Reproduce the entries below word for word, all of them, and leave out the pictures.

→ **Data for processing**:
^^^^^^^^

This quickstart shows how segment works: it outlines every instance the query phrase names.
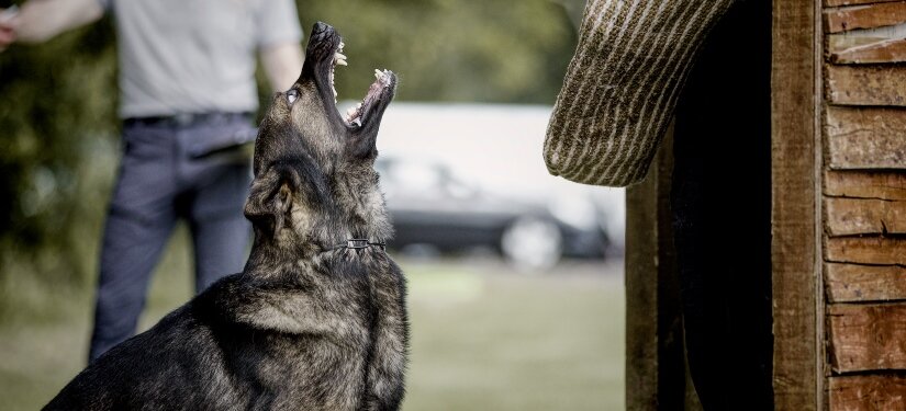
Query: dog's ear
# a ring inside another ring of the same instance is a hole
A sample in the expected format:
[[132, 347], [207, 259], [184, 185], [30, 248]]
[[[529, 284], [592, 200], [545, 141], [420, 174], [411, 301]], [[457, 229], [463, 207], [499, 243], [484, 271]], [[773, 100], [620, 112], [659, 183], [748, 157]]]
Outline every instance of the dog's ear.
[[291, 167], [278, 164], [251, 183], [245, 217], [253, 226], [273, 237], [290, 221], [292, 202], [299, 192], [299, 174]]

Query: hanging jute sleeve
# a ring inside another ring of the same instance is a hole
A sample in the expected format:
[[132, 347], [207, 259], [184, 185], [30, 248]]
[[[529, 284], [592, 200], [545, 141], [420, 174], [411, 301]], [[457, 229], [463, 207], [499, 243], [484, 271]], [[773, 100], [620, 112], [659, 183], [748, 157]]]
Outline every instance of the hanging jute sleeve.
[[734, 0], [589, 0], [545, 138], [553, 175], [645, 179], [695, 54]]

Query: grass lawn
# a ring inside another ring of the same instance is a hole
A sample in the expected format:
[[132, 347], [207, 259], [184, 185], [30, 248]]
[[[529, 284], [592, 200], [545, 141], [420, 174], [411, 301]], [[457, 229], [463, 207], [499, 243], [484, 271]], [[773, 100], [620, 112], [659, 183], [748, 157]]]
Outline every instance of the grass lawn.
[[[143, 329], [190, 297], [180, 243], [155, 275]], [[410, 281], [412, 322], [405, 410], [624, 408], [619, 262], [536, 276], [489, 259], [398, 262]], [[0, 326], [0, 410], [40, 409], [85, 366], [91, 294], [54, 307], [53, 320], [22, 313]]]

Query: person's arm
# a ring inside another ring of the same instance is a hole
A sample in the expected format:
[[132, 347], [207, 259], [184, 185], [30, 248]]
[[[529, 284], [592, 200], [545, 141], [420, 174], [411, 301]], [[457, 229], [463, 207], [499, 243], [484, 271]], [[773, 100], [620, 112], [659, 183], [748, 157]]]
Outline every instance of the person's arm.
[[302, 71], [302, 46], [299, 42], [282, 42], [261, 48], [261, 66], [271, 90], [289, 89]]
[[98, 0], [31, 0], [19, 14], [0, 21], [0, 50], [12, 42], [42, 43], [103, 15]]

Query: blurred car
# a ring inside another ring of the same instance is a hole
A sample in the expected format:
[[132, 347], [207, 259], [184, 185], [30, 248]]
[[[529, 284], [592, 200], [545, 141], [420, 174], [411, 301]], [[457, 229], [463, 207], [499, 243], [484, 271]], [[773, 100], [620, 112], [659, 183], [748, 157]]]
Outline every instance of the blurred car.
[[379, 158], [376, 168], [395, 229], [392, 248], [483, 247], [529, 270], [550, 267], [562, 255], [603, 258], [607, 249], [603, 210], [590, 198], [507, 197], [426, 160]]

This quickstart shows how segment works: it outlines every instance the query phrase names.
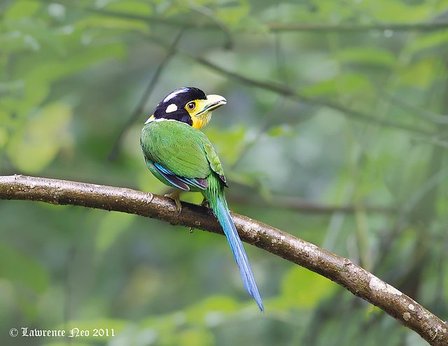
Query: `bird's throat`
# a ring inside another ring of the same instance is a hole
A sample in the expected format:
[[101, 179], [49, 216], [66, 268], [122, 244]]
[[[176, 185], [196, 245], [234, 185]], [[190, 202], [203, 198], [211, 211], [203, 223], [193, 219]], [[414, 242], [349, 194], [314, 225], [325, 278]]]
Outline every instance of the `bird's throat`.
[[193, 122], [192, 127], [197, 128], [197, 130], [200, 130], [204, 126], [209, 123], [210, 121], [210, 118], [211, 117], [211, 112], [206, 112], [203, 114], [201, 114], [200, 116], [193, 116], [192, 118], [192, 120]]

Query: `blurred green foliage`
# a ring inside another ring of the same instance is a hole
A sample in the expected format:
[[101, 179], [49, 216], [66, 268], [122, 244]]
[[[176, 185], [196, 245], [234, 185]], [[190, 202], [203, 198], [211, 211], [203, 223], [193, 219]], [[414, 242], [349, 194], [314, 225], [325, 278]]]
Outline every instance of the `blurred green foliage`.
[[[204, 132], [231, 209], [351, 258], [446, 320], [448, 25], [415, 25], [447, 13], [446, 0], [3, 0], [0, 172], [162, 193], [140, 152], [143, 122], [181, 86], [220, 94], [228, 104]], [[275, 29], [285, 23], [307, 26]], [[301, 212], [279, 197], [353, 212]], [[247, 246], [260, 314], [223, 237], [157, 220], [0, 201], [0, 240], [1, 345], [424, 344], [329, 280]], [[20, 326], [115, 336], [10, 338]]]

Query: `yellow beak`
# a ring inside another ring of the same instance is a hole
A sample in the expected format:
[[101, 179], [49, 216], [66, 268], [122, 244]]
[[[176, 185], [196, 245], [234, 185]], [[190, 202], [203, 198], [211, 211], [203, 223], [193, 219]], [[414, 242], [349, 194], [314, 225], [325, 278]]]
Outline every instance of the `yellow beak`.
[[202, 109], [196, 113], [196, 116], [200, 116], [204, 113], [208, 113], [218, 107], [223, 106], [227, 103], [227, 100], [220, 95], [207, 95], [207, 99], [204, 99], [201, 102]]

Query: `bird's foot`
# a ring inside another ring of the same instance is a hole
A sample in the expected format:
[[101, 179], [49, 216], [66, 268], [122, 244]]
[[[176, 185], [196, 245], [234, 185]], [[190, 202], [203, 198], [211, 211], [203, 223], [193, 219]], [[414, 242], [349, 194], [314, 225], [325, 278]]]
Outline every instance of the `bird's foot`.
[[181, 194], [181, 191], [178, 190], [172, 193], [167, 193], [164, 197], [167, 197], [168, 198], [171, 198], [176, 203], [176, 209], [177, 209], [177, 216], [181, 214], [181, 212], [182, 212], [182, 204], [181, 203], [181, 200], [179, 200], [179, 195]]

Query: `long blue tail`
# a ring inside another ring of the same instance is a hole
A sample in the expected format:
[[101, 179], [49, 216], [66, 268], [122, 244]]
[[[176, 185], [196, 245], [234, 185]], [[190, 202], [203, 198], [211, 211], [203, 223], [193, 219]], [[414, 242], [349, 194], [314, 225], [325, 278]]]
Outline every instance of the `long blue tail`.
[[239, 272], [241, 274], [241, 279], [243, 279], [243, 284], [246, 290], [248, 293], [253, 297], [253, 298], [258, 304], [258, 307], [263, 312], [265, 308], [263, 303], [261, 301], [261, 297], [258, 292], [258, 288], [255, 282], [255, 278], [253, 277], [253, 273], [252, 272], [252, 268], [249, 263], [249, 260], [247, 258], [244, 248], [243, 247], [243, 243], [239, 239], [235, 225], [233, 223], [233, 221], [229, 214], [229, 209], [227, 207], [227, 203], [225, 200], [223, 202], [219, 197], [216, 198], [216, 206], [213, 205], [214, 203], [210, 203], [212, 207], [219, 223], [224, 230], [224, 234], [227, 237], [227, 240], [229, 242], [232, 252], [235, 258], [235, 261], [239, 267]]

^^^^^^^^

→ **Result**:
This quickstart shows how segment works: it outlines every instance the query phrase names.
Query: dog's ear
# a ring inside another ring of the same instance is a hole
A sample in the expected format:
[[132, 347], [207, 259], [184, 185], [30, 248]]
[[[529, 284], [592, 200], [545, 141], [420, 174], [411, 301]], [[457, 229], [463, 207], [499, 243], [484, 271]], [[773, 100], [620, 112], [659, 183], [748, 157]]]
Outline every instance of the dog's ear.
[[291, 167], [278, 164], [251, 183], [245, 217], [253, 226], [273, 237], [290, 221], [292, 202], [299, 192], [299, 174]]

Query: hanging jute sleeve
# a ring inside another ring of the same instance is a hole
A sample in the expected format:
[[132, 347], [207, 259], [184, 185], [30, 248]]
[[[529, 284], [592, 200], [545, 141], [420, 174], [411, 301]], [[457, 229], [463, 207], [499, 243], [484, 271]], [[773, 100], [620, 112], [659, 183], [748, 157]]]
Outline every instance of the hanging jute sleeve.
[[734, 0], [589, 0], [545, 138], [553, 175], [645, 179], [695, 54]]

Query: grass lawn
# a ring inside another ring of the same instance is a hole
A sample in the expected format:
[[132, 347], [207, 259], [184, 185], [30, 248]]
[[[529, 284], [592, 200], [545, 141], [420, 174], [411, 301]], [[457, 229], [463, 207], [499, 243], [484, 271]], [[773, 100], [620, 112], [659, 183], [748, 157]]]
Outline every instance of the grass lawn.
[[[143, 329], [190, 297], [180, 243], [155, 275]], [[410, 281], [412, 322], [405, 410], [624, 408], [619, 262], [536, 276], [489, 259], [398, 262]], [[0, 326], [0, 410], [40, 409], [85, 366], [91, 294], [54, 307], [53, 320], [22, 313]]]

Query: person's arm
# a ring inside another ring of the same instance is a hole
A sample in the expected format:
[[132, 347], [207, 259], [184, 185], [30, 248]]
[[[529, 284], [592, 200], [545, 141], [420, 174], [411, 301]], [[457, 229], [463, 207], [499, 243], [484, 271]], [[773, 100], [620, 112], [659, 183], [748, 157]]]
Outline every instance of the person's arm.
[[302, 71], [302, 46], [299, 42], [282, 42], [261, 48], [261, 66], [271, 90], [289, 89]]
[[98, 0], [31, 0], [19, 14], [0, 21], [0, 50], [12, 42], [42, 43], [103, 15]]

Query: blurred car
# a ring inside another ring of the same instance is a hole
A sample in the expected format:
[[132, 347], [207, 259], [184, 185], [30, 248]]
[[[529, 284], [592, 200], [545, 141], [420, 174], [411, 301]], [[457, 229], [463, 207], [499, 243], [484, 271]], [[773, 100], [620, 112], [659, 183], [748, 157]]]
Outline every instance of the blurred car.
[[379, 158], [376, 168], [395, 229], [392, 248], [483, 247], [529, 270], [550, 267], [562, 255], [603, 258], [607, 249], [603, 210], [590, 198], [507, 197], [426, 160]]

This quickstart shows how segment works: it outlines every instance the query phrase names.
Query: `bird's throat`
# a ring inside another ring of the same instance is a hole
A sample in the expected format:
[[101, 179], [49, 216], [66, 268], [122, 244]]
[[[176, 185], [196, 245], [234, 185]], [[190, 202], [203, 198], [211, 211], [203, 223], [193, 219]], [[414, 242], [349, 194], [314, 225], [325, 278]]]
Outline every instance of the `bird's throat`.
[[193, 122], [192, 127], [197, 128], [197, 130], [200, 130], [204, 126], [209, 123], [210, 121], [210, 118], [211, 117], [211, 112], [206, 112], [203, 114], [201, 114], [200, 116], [193, 116], [192, 118], [192, 120]]

Query: `blurred green foliage`
# a ring inside another ring of the same instance is a hole
A sample in the expected format:
[[101, 179], [49, 216], [66, 268], [122, 244]]
[[[176, 185], [196, 245], [234, 185]], [[190, 202], [203, 198], [211, 211], [203, 223], [193, 219]], [[414, 242], [349, 194], [314, 225], [325, 278]]]
Outline every instance of the `blurred green foliage`.
[[[204, 132], [231, 209], [351, 258], [446, 320], [448, 25], [415, 25], [447, 13], [446, 0], [3, 0], [0, 172], [162, 193], [140, 152], [143, 122], [181, 86], [220, 94], [228, 104]], [[275, 29], [285, 23], [307, 26]], [[301, 212], [279, 197], [353, 212]], [[247, 246], [260, 314], [223, 237], [157, 220], [0, 201], [0, 240], [1, 345], [424, 344], [329, 280]], [[20, 326], [115, 336], [10, 338]]]

Query: `yellow beak`
# a ring inside another ring of the same instance is a hole
A sample in the expected format:
[[101, 179], [49, 216], [66, 268], [122, 244]]
[[[176, 185], [196, 245], [234, 185]], [[190, 202], [203, 198], [211, 211], [203, 223], [193, 219]], [[414, 242], [349, 194], [314, 225], [325, 278]]]
Outline every instance of the `yellow beak`.
[[202, 109], [196, 113], [196, 116], [200, 116], [204, 113], [208, 113], [218, 107], [223, 106], [227, 103], [227, 100], [220, 95], [207, 95], [207, 99], [204, 99], [201, 102]]

Query: `bird's foot`
# a ring inside another ring of the same instance is a hole
A sample in the expected format:
[[101, 179], [49, 216], [66, 268], [122, 244]]
[[[176, 185], [196, 245], [234, 185]], [[190, 202], [203, 198], [211, 211], [203, 223], [193, 219]], [[414, 242], [349, 194], [314, 225], [325, 278]]]
Outline every instance of the `bird's foot`.
[[181, 194], [181, 191], [178, 190], [172, 193], [167, 193], [164, 197], [167, 197], [168, 198], [171, 198], [176, 203], [176, 209], [177, 209], [177, 216], [181, 214], [181, 212], [182, 212], [182, 204], [181, 203], [181, 200], [179, 200], [179, 195]]

Query: `long blue tail`
# a ring inside another ring of the same instance is a hole
A sample in the expected format:
[[101, 179], [49, 216], [66, 268], [122, 244]]
[[[176, 185], [196, 245], [234, 185]], [[190, 202], [203, 198], [211, 211], [203, 223], [193, 219]], [[414, 242], [349, 194], [314, 225], [325, 278]]]
Outline every instance of the `long blue tail`.
[[239, 272], [241, 274], [241, 279], [243, 279], [243, 284], [246, 290], [248, 293], [253, 297], [253, 298], [258, 304], [258, 307], [263, 312], [265, 308], [263, 303], [261, 301], [261, 297], [258, 292], [258, 288], [255, 282], [255, 278], [253, 277], [253, 273], [252, 272], [252, 268], [249, 263], [249, 260], [247, 258], [244, 248], [243, 247], [243, 243], [239, 239], [235, 225], [233, 223], [233, 221], [229, 214], [229, 209], [227, 207], [227, 203], [225, 200], [223, 202], [219, 197], [216, 198], [216, 206], [213, 205], [214, 203], [210, 203], [212, 207], [219, 223], [224, 230], [224, 234], [227, 237], [227, 240], [229, 242], [232, 252], [235, 258], [235, 261], [239, 267]]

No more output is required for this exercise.